Write out the passage below on a childhood retinoblastoma diagnosis word for word, from "They believed I" up to and including "London to see me.".

-------- Passage shown

20 April 1964 was the day that changed mine and my family’s life forever. At the time my dad was working away. During one of his calls home, my mum mentioned that she thought there was something not quite right with my eye. She said she could see a light shining from behind my eye, so they decided to take me to the doctor. I was examined by my local GP, however, he wanted a second opinion from one of his colleagues.
They believed I had a retinoblastoma – a rare form of cancer that develops in the retina.
Our local hospital confirmed this diagnosis and transferred me to Moorfields Eye Hospital in London. This all took place within three days of my doctor’s appointment and I subsequently had an operation to remove my eye. One of my clinicians wrote an article in the Lancet about my retinoblastoma. I was told that at that point in time only two people were affected by this condition – myself and a girl from Canada. The stress for my parents was immense. I had an older sister who needed to be looked after whilst my parents came to London to see me.

----------------
-------- Data under study

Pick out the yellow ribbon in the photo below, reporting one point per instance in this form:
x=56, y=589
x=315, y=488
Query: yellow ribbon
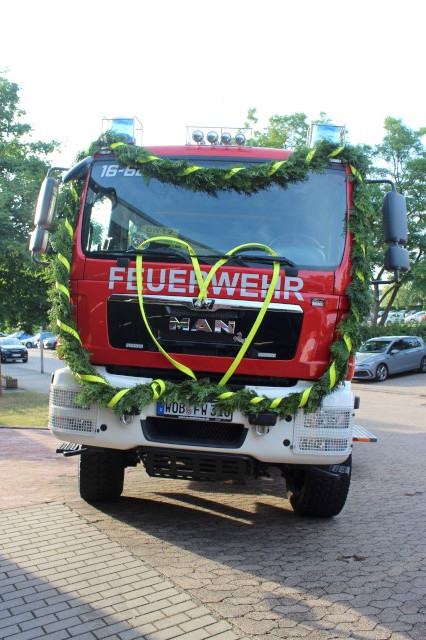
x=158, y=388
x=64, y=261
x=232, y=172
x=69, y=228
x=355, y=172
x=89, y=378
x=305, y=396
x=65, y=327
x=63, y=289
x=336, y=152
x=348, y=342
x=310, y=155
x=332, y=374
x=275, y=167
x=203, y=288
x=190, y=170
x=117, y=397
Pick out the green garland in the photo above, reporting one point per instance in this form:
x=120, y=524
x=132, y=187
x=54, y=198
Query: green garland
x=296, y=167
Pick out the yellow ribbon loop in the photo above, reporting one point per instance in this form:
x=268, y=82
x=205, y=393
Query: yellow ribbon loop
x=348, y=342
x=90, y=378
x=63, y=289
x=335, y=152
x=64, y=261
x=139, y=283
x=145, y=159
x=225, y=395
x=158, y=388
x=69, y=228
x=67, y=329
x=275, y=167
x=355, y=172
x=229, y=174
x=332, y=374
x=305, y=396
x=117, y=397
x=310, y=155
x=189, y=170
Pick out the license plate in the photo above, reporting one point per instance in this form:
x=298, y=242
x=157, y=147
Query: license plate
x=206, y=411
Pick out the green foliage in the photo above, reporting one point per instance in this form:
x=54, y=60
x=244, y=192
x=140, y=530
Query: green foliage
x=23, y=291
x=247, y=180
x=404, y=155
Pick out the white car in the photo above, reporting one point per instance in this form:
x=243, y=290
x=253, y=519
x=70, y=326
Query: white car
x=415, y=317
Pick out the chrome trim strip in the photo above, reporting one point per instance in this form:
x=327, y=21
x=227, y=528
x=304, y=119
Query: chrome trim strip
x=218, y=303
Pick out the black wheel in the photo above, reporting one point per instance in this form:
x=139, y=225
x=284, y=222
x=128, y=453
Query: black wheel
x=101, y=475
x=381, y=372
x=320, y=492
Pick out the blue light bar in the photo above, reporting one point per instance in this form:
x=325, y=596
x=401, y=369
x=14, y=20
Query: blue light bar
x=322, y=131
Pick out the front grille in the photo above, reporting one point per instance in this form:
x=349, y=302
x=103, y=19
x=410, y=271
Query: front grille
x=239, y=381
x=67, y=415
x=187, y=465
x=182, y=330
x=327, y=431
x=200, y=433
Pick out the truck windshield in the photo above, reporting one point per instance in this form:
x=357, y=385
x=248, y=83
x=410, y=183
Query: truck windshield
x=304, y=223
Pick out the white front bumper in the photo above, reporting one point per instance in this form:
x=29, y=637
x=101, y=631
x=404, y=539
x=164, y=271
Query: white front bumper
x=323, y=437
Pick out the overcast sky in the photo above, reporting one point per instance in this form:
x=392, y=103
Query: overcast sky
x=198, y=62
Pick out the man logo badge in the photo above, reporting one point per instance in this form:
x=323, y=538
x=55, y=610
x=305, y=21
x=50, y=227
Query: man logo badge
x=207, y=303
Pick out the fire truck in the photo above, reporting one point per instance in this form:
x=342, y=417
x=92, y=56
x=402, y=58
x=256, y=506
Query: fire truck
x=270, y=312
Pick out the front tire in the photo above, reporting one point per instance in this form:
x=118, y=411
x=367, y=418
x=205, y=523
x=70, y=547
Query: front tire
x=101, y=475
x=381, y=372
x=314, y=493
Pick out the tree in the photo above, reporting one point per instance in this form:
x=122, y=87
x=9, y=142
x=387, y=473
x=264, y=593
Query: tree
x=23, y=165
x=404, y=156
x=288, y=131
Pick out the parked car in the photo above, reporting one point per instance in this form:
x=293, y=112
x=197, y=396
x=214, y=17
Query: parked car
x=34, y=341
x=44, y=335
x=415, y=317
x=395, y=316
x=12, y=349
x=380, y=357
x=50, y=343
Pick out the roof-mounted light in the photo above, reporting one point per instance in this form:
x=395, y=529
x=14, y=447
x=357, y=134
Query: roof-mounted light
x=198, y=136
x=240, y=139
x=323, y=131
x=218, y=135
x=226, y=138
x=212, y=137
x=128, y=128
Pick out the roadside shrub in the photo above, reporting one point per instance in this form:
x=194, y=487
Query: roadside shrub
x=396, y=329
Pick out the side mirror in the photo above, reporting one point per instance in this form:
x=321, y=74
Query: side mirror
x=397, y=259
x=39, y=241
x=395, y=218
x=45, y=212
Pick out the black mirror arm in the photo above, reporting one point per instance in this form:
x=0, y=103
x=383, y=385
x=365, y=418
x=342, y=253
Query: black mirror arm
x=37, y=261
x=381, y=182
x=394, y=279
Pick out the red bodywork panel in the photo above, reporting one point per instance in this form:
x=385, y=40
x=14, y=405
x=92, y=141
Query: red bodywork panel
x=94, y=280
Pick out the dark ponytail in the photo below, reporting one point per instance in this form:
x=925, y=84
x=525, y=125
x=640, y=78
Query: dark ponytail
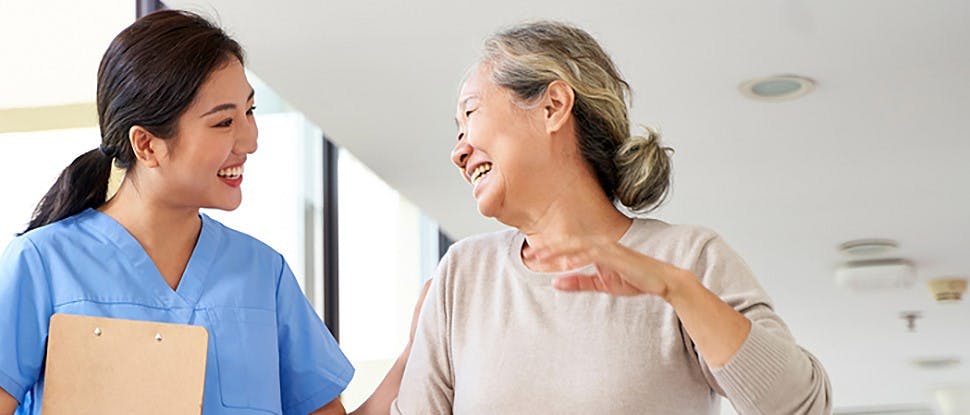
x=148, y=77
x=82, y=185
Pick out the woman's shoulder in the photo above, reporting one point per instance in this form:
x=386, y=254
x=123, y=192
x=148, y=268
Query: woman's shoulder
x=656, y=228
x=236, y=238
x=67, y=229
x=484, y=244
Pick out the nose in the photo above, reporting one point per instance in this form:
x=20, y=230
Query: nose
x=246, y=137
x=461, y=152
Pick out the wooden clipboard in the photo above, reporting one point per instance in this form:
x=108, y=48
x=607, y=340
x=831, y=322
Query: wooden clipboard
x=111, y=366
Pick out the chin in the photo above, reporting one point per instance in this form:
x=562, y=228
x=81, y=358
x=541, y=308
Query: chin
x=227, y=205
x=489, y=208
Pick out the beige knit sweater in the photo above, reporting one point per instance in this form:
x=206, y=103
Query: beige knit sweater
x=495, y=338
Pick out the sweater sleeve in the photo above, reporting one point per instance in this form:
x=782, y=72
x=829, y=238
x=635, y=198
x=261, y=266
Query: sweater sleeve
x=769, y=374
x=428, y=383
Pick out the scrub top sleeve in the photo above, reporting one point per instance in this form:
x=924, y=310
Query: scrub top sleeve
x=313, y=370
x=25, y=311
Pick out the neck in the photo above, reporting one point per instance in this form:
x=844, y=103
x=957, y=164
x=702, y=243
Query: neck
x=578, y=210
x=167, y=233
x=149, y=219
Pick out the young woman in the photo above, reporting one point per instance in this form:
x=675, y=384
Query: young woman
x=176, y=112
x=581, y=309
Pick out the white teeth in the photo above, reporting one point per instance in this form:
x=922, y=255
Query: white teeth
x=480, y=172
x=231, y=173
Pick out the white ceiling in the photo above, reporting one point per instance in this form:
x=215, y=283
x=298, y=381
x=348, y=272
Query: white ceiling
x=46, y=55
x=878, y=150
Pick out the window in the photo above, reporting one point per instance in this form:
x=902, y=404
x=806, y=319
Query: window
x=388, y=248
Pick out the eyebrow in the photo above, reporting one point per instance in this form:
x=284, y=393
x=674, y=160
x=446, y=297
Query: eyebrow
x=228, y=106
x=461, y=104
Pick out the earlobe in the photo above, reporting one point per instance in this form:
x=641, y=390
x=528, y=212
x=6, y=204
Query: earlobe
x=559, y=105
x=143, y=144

----------------
-------- Data under study

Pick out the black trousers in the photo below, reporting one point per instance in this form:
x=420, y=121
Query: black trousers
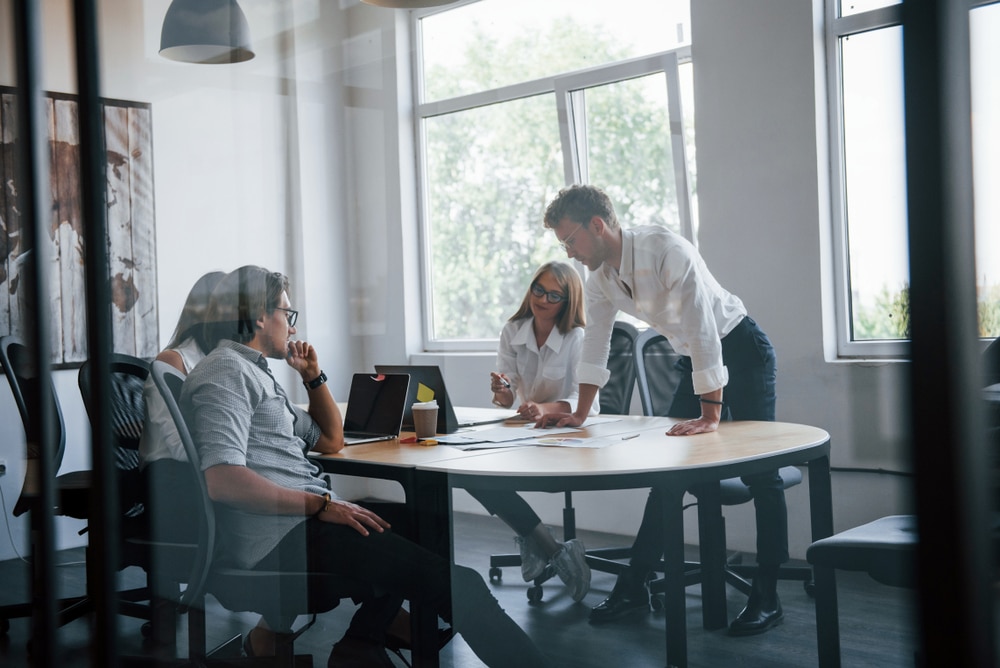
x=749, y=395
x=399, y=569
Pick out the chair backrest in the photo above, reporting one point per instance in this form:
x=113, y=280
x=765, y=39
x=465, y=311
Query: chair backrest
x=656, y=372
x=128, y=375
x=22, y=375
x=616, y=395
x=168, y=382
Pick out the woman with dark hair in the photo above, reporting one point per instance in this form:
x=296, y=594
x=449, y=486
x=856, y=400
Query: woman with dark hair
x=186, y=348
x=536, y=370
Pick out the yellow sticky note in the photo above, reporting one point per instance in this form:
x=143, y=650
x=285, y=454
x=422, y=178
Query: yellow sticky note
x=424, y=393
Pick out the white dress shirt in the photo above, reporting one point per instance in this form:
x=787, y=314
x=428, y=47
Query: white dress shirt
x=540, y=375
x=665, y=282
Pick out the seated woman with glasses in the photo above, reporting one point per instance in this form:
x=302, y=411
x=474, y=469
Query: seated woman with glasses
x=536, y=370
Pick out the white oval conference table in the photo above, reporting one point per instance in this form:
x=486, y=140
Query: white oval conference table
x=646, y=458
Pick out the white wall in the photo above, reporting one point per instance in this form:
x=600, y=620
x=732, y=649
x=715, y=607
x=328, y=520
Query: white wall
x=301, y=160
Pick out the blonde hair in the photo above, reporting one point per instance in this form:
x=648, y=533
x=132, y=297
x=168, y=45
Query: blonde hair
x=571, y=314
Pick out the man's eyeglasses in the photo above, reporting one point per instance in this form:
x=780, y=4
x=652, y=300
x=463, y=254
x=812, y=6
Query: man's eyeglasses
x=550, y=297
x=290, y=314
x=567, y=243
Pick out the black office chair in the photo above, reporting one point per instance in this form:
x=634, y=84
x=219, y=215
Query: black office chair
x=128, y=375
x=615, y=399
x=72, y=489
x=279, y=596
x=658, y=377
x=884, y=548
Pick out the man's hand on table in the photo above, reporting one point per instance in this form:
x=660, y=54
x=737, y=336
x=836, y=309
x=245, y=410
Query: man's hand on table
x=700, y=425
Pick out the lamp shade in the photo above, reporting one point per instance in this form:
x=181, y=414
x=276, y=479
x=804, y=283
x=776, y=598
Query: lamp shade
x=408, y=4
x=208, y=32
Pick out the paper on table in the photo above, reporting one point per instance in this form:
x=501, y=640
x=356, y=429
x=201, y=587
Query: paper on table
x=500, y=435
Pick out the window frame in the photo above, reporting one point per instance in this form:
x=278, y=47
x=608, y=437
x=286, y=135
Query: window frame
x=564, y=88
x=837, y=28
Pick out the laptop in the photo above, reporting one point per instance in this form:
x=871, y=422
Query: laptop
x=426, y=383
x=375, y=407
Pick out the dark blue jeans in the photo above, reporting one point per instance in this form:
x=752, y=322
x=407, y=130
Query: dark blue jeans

----------------

§ Answer section
They believed I had a retinoblastoma – a rare form of cancer that develops in the retina.
Our local hospital confirmed this diagnosis and transferred me to Moorfields Eye Hospital in London. This all took place within three days of my doctor’s appointment and I subsequently had an operation to remove my eye. One of my clinicians wrote an article in the Lancet about my retinoblastoma. I was told that at that point in time only two people were affected by this condition – myself and a girl from Canada. The stress for my parents was immense. I had an older sister who needed to be looked after whilst my parents came to London to see me.